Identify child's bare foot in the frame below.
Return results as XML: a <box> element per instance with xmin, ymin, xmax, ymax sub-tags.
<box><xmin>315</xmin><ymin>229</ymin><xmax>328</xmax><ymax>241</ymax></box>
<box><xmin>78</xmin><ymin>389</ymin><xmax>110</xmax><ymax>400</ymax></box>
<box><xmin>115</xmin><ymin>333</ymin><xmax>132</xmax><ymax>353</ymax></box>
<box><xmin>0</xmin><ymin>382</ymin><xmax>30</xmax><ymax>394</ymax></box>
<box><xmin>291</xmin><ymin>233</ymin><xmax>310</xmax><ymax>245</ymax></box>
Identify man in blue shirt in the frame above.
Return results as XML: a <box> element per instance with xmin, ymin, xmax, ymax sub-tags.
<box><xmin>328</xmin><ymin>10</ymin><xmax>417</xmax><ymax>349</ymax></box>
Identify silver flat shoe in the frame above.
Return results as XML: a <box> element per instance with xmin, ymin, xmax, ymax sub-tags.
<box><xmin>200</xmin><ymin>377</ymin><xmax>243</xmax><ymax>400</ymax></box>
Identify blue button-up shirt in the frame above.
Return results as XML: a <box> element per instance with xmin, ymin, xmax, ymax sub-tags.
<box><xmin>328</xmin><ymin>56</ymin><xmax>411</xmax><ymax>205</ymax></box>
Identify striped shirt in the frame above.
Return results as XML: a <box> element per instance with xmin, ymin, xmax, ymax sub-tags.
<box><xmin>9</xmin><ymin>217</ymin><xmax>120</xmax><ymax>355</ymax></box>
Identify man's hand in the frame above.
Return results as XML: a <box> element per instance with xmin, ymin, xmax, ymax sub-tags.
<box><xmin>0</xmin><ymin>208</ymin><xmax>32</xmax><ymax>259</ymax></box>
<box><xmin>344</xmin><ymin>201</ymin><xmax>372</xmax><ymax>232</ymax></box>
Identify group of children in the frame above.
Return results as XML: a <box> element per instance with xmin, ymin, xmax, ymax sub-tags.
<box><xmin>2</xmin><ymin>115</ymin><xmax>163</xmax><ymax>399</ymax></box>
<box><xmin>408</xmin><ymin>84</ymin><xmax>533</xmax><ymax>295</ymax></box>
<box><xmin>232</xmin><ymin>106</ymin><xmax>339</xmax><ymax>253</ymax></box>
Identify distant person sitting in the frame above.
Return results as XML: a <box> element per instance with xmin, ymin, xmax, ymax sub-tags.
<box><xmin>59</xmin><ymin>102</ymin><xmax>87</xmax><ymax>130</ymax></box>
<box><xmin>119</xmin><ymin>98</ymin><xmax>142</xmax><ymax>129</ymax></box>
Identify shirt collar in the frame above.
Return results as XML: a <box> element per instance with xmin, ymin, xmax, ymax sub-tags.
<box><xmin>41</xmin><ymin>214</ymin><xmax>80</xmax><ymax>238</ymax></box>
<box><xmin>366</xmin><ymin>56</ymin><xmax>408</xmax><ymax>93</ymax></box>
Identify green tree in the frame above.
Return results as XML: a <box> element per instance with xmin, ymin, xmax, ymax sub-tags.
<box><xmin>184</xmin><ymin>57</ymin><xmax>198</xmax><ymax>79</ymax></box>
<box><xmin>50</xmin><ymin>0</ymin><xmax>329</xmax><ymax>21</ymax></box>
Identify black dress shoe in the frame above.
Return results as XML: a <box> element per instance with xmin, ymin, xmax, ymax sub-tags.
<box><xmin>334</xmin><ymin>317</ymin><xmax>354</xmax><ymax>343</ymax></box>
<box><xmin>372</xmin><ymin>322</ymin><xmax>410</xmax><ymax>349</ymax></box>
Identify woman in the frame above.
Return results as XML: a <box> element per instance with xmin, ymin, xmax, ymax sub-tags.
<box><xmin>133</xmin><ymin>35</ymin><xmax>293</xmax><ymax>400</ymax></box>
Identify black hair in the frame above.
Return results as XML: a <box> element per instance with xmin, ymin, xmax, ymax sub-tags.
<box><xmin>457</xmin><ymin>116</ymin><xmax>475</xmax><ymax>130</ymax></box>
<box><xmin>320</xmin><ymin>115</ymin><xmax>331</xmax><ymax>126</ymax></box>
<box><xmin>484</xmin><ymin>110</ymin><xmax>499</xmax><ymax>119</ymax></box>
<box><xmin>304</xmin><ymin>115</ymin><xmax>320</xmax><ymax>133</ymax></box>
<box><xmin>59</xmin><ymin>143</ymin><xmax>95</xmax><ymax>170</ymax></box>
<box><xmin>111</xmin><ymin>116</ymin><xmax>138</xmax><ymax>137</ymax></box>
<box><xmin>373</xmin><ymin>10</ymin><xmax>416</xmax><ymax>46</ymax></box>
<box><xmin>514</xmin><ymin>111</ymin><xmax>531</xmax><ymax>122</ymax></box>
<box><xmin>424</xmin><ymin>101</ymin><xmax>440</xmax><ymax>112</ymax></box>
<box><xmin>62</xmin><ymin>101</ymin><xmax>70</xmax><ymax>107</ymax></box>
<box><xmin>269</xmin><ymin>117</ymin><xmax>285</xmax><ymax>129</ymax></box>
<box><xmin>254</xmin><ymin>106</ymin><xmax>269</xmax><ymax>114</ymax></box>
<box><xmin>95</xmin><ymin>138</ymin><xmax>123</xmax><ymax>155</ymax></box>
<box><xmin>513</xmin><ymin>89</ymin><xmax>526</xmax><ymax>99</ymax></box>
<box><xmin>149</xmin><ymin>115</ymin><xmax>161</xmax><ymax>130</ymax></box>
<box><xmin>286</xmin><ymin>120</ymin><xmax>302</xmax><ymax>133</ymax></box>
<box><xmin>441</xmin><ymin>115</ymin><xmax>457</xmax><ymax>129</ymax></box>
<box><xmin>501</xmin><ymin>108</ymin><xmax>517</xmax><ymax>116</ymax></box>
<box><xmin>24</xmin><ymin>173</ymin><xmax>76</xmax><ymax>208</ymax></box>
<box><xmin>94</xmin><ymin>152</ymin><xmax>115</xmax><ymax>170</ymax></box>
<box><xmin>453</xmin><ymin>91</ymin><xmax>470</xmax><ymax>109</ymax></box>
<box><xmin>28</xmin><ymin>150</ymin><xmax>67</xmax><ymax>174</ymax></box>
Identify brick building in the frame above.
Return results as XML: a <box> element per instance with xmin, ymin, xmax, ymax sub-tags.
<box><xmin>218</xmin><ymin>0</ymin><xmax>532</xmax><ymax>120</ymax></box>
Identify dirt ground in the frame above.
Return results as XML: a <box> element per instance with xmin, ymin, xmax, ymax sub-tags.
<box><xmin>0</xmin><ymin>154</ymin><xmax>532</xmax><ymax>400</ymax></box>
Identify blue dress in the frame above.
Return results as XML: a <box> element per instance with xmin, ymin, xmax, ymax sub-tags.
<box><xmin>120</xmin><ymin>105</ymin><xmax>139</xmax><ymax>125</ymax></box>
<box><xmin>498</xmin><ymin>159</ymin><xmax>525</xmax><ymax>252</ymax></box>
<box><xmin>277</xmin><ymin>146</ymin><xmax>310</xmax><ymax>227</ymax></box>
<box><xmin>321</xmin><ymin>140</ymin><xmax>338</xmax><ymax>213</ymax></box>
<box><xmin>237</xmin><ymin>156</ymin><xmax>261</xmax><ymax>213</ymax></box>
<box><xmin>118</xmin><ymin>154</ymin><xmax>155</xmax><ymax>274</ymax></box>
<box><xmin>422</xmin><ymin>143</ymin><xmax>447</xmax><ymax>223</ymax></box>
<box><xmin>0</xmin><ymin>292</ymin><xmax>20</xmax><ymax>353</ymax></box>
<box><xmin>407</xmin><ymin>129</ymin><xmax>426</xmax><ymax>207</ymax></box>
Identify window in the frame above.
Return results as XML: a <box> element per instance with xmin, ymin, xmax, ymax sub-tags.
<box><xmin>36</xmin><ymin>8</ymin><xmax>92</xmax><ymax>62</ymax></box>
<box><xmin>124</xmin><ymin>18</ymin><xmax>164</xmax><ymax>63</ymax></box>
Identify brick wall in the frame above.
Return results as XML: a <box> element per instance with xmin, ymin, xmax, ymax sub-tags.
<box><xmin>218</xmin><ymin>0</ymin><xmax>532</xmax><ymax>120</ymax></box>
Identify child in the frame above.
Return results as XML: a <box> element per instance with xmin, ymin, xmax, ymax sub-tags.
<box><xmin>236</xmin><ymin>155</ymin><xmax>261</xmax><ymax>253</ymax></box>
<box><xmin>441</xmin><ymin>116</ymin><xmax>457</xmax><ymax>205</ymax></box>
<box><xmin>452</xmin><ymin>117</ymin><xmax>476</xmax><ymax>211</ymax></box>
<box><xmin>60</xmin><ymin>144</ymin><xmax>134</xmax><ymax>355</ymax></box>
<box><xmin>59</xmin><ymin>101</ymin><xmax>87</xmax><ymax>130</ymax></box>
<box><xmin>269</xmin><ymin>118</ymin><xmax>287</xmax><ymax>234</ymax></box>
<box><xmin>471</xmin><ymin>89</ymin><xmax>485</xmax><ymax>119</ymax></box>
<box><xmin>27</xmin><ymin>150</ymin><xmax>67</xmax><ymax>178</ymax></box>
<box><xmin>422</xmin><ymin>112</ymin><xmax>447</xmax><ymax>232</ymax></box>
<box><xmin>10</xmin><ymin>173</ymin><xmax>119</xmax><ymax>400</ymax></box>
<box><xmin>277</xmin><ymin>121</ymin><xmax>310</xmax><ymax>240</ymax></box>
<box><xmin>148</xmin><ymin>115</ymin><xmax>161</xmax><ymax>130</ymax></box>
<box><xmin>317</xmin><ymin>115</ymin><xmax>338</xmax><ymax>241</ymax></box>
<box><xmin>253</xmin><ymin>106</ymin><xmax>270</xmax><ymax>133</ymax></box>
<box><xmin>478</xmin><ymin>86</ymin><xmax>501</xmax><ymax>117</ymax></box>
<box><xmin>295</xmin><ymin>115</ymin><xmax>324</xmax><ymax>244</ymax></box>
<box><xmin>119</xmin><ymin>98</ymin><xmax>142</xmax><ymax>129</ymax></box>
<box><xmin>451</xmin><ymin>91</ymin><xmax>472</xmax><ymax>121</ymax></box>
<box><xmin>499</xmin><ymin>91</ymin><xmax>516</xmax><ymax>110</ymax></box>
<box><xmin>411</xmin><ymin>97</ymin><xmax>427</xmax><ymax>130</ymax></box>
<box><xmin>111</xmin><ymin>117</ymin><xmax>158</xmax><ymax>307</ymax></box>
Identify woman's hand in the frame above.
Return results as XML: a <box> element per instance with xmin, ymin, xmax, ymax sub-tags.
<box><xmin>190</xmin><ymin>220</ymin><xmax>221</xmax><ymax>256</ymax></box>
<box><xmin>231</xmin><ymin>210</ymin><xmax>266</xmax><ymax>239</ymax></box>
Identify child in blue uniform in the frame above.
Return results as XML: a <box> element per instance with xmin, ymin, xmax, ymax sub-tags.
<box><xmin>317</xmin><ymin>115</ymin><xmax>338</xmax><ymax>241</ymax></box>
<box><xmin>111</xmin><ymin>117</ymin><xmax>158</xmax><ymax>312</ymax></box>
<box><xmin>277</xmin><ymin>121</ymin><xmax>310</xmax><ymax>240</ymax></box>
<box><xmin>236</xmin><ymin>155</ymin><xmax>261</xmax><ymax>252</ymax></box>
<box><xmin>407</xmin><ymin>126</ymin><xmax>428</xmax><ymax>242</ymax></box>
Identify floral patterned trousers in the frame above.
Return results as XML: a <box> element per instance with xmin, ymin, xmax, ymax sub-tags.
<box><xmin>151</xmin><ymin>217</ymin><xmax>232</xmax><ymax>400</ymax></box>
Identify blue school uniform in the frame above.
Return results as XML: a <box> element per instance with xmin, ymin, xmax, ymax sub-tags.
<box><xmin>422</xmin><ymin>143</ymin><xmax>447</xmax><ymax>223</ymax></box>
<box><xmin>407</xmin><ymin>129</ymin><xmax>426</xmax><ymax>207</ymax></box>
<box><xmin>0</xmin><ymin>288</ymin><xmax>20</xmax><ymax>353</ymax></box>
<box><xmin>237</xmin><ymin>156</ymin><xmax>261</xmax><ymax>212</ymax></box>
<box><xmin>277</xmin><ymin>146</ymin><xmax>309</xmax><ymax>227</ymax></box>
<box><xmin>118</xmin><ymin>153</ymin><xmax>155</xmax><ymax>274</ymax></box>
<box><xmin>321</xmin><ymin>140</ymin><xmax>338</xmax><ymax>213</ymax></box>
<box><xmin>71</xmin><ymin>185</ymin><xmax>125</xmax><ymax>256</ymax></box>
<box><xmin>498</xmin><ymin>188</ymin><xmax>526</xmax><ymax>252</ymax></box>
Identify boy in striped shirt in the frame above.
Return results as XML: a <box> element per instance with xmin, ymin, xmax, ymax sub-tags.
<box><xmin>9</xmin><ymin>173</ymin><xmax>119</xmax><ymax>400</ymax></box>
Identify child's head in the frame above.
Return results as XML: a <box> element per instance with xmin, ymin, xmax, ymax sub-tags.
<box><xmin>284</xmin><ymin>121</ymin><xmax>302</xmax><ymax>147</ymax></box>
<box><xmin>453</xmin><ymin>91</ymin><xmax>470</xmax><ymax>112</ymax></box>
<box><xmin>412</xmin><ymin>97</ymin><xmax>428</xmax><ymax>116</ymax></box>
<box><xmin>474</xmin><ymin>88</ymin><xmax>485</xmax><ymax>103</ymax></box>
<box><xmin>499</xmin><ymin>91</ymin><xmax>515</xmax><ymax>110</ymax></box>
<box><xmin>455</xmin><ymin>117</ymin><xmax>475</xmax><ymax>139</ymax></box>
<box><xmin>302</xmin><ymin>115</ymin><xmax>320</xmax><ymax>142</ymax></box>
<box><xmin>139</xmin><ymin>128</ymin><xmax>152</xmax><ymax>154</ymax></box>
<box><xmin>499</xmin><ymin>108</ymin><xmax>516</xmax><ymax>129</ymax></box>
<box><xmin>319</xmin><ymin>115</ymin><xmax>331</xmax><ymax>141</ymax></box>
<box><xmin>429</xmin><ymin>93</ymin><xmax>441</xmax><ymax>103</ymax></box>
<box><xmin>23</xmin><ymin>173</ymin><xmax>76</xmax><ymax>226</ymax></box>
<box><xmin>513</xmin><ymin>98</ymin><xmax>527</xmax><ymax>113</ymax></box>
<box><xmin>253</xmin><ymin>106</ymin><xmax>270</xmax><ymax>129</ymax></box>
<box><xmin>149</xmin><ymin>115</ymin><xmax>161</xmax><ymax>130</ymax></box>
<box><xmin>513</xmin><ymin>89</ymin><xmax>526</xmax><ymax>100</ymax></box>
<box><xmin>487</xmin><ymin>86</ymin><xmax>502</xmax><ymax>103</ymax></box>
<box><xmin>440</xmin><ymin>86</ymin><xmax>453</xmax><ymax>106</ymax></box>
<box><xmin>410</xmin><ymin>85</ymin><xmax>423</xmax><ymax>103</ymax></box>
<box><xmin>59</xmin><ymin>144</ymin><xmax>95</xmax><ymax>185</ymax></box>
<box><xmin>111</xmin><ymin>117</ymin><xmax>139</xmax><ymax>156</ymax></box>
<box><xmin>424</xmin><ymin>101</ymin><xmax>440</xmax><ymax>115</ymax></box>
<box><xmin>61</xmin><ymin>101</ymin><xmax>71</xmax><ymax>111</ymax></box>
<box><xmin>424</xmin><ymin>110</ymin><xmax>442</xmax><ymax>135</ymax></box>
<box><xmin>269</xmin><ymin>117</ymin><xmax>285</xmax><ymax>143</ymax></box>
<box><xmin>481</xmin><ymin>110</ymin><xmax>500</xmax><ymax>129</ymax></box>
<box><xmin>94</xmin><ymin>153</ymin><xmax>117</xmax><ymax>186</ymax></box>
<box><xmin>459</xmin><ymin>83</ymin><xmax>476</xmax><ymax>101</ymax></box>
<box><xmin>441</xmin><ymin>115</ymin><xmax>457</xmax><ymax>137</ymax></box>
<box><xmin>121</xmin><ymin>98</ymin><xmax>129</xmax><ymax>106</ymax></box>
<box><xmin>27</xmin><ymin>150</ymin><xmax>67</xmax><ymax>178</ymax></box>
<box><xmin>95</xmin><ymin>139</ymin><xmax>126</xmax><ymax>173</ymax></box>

........

DIRECTIONS FOR THIS TASK:
Nothing but a number belongs in the answer, namely how many lines above include "brick".

COMPLETED EXERCISE:
2